THE PROBLEM - Repeat the records. Keep every word and mark exactly as it is.

Start of Block

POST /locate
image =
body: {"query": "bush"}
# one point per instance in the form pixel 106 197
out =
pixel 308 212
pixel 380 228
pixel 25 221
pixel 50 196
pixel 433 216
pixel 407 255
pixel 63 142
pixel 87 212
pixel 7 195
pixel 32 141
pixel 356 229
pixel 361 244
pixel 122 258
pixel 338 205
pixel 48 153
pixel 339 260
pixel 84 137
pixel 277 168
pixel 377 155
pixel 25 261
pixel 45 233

End of Block

SOLUTION TO THIS PROBLEM -
POST /locate
image =
body: {"query": "bush"}
# one point per instance in the form pixel 106 197
out =
pixel 308 212
pixel 380 228
pixel 25 221
pixel 50 196
pixel 433 216
pixel 407 255
pixel 63 142
pixel 87 212
pixel 7 195
pixel 32 141
pixel 356 229
pixel 361 244
pixel 122 258
pixel 338 205
pixel 48 153
pixel 339 260
pixel 84 137
pixel 277 168
pixel 377 155
pixel 25 261
pixel 45 233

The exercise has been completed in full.